# Énoncé 1
D'après le texte sur la réforme des retraites, à quoi équivaut le fait que les salariés travaillent le temps nécessaire pour obtenir leurs annuités ?
# Énoncé 2
Reprenez la rédaction du texte consacré à la réforme des retraites à la suite de sa dernière phrase.

# Texte fourni

════════════════

Politiquement, on ne touche pas le symbole dit « du taux plein », mais on met en place des conditions d’obtention telles que très peu de personnes peut en bénéficier. Le montant global des pensions versées est donc diminué. C’est le sens de l’augmentation du nombre d’annuités exigées et de la mise en place de la décote.
Première possibilité : les salariés jouent le jeu et peuvent travailler le temps nécessaire pour avoir leurs annuités. Cela équivaut à un recul réel de l’âge de la retraite. La classe d’âge au travail vieillissant, c’est l’entrée dans la vie active et le chômage des jeunes qui deviendra extrêmement préoccupant, avec des jeunes qui entreront plus tard dans le travail, s’installeront plus tard, auront des enfants plus tard (la natalité, point fort de la France risque même de s’en ressentir !) et… partiront en retraite plus tard. On assiste alors à un glissement de la classe active vers les populations âgées avec des travailleurs loin de leur formation initiale ce qui, vue l’évolution rapide des technologies n’est pas un bon gage pour la productivité.

════════════════

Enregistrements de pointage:
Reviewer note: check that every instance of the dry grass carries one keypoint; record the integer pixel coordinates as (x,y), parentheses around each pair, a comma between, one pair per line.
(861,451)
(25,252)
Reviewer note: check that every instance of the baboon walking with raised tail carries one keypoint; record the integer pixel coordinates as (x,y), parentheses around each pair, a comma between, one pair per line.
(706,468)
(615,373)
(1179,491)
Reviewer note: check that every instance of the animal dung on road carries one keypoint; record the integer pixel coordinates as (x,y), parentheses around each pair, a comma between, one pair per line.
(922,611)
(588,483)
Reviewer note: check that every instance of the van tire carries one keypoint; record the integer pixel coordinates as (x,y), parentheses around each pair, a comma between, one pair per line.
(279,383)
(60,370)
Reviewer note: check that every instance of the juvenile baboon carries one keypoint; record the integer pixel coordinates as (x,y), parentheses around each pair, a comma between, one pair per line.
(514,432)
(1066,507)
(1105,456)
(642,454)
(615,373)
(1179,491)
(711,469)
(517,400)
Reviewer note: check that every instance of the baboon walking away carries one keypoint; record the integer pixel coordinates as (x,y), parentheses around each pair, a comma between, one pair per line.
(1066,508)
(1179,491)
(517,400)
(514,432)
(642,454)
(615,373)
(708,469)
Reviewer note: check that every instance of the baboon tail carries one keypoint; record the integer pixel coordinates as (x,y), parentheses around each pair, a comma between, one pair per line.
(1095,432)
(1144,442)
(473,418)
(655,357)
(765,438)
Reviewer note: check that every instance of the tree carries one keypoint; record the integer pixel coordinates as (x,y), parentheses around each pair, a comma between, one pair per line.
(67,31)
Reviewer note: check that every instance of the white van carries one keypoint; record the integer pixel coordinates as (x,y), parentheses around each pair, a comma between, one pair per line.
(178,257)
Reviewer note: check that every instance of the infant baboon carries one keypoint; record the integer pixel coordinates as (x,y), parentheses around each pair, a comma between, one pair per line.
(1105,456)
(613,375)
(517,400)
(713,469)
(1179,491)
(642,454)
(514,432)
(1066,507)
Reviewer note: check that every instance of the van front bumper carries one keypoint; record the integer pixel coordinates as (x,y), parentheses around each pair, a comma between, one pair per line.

════════════════

# Réponse rédigée 1
Cela équivaut à un recul réel de l'âge de la retraite.

# Réponse rédigée 2
Ce faisant, on diminue bien le nombre de retraités mais on n’augmente pas le nombre d’actifs. On transfère simplement la période moyenne d’activité d’une classe d’âge jeune vers une classe d’âge plus âgée. Cette diminution du nombre de retraités est compensée par une augmentation du nombre de chômeurs.
Deuxième possibilité : les salariés ne jouent pas (ou ne peuvent pas jouer) le jeu. Les annuités requises ne sont pas acquises. Ce sont les retraites qui baissent.
Le scénario réel est un mélange des deux.
Il existe un autre facteur pervers à ce système actuel : l’amalgame entre le mode de financement et le mode de calcul des droits, tous deux assis sur la même base : le salaire. Cela donne l’impression que les deux sont liés et que, si l’on augmente le prélèvement, il faut augmenter la durée d’acquisition des droits.

Un autre modèle :
On peut voir le financement des retraites comme des cotisations salariales, c'est-à-dire des salariés qui « payent » pour les retraités (comme on entend souvent). La retraite est alors qualifiée de salaire différé. Ce modèle prend sa justification sur le calcul des cotisations assis sur la masse salariale.
On peut aussi regarder le système actuel des retraites ainsi : une redistribution d’une part des richesses vers des gens qui ne sont plus actifs. Cette part de richesse étant calculée sur les salaires.
Deux façons de voir
- la retraite est une part des salaires,
- la retraite est une part des richesses produites (calculée sur les salaires).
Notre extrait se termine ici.